** Stored items from a collection **
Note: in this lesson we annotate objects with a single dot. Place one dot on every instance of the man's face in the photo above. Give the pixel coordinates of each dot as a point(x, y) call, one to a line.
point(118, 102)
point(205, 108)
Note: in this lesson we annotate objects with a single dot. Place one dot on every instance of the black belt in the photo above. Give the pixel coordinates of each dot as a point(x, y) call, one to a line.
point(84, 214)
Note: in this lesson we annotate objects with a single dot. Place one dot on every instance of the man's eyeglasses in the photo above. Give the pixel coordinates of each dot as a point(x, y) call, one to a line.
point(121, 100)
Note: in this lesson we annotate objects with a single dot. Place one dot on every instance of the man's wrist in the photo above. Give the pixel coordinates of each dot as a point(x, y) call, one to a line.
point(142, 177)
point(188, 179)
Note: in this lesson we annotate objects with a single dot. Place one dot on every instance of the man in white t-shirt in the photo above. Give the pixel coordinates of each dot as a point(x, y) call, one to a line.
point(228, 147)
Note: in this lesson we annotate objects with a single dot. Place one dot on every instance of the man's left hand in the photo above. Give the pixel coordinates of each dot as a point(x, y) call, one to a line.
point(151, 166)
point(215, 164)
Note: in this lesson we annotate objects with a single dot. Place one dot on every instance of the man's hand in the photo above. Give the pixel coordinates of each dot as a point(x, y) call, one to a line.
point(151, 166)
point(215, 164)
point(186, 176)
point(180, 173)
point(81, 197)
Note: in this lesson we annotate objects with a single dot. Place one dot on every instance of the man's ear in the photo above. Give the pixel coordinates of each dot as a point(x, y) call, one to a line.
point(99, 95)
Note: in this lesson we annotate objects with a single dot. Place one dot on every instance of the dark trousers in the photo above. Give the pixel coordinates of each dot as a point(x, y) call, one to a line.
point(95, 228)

** What the task requires **
Return, word for word, every line from the line with "man in white" to the final line of the data.

** Expected output **
Note: in this lesson we annotate objects with a single dot. Place one dot on every instance of the man in white t-shirt in the photo above. Give the pixel coordinates of each dot as a point(x, y) call, one to a line.
point(228, 147)
Note: in this lesson we annotate objects with a single dot. Place one dot on every instance of the man's left hand in the photo above. Give the pixel coordinates of each dot as a point(x, y) call, one to a line.
point(151, 166)
point(215, 164)
Note: in this lesson we annotate objects with a single dot. Place one dot on every instance of the man's hand in the photo above. Give the pixel coordinates of each dot as a point(x, y) call, one to a line.
point(151, 166)
point(215, 164)
point(186, 176)
point(180, 173)
point(81, 197)
Note: in this lesson we annotate objects with a single dot. Place one dot on every instance of the man's ear in the photo above. Give the pixel coordinates of each dot as a point(x, y) call, one to a line.
point(99, 95)
Note: in this lesson we annotate objects with a single dot. Place one dot on every instance of the dark trousers in the photo above. Give the pixel coordinates of each dot as a point(x, y) call, one to a line.
point(95, 228)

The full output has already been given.